Deutschlands halber Ausstieg aus der Kohle

Mit einem Staatsakt hat sich Deutschland am Freitag von der Steinkohle verabschiedet. Schauplatz war das Bergwerk Prosper-Haniel im Ruhrgebiet, das letzte noch aktive. Allerdings ist der Abschied von der Kohle nur ein halber: Künftig wird Steinkohle importiert und weiter in Kraftwerken verbrannt, Braunkohle wird weiter gefördert, und wie die Zeit danach aussehen soll, ist auch noch nicht klar.

Freitagnachmittag jedenfalls wurde – symbolisch – das letzte Stück Steinkohle abgebaut und an den deutschen Bundespräsidenten Frank-Walter Steinmeier überreicht. In Bottrop wurde über 150 Jahre lang Kohle abgebaut. Nun gehe ein „großes Kapitel deutscher Industriegeschichte“ zu Ende, sagte der Ministerpräsident des Bundeslandes Nordrhein-Westfalen, Armin Laschet (CDU).

Einträge:
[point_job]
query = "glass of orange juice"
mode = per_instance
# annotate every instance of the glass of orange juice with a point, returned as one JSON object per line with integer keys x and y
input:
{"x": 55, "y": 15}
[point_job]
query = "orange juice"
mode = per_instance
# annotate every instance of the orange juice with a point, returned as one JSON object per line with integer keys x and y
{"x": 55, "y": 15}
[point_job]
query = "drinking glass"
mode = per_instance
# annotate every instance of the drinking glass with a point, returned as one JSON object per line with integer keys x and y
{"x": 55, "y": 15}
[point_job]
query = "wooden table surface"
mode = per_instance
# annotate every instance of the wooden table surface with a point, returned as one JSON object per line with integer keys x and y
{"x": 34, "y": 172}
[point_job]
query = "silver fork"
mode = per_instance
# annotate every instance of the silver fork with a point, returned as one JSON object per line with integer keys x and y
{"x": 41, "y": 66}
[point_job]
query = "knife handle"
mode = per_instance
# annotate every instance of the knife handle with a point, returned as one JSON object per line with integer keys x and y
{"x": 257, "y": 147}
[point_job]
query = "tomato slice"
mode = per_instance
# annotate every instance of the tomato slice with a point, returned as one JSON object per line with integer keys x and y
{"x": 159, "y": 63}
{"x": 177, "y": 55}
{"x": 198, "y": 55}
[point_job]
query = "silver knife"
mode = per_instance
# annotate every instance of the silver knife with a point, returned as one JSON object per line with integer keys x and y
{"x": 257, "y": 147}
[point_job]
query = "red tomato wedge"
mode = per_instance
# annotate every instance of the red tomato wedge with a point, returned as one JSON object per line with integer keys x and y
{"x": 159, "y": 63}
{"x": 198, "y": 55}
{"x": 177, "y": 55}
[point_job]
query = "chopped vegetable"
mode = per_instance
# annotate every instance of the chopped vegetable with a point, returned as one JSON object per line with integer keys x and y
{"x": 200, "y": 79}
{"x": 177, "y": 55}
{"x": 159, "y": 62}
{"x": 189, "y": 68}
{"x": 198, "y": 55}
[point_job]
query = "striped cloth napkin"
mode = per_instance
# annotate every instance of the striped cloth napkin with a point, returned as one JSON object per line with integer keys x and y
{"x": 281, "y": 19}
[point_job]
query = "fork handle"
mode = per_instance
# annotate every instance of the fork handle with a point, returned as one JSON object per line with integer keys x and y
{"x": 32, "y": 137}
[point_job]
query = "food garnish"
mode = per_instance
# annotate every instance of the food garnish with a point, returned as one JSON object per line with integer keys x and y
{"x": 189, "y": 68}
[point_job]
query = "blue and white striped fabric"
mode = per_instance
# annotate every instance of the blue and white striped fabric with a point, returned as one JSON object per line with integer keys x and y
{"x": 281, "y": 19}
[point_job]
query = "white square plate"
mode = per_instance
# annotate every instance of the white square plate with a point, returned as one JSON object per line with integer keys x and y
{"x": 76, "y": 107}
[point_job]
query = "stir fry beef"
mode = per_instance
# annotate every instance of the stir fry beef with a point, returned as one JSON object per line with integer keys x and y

Aufgaben:
**1)** Wie lange wurde laut dem Text über den Abschied von der Steinkohle in Bottrop Kohle abgebaut?
**2)** Fasse den Text über den Abschied von der Steinkohle in zwei Sätzen zusammen.
**3)** Nenne alle Gründe, die der Text über den Abschied von der Steinkohle dafür anführt, dass der Abschied von der Kohle nur ein halber ist.

Lösungen:
**1)** Über 150 Jahre lang.

**2)** Mit einem Staatsakt im Bergwerk Prosper-Haniel im Ruhrgebiet, dem letzten noch aktiven, hat sich Deutschland von der Steinkohle verabschiedet, wobei symbolisch das letzte Stück abgebaut und Bundespräsident Frank-Walter Steinmeier überreicht wurde. Der Abschied ist jedoch nur ein halber, da Steinkohle künftig importiert und verbrannt wird, Braunkohle weiter gefördert wird und die Zeit danach noch unklar ist.

**3)**
- Steinkohle wird künftig importiert und weiter in Kraftwerken verbrannt.
- Braunkohle wird weiter gefördert.
- Wie die Zeit danach aussehen soll, ist noch nicht klar.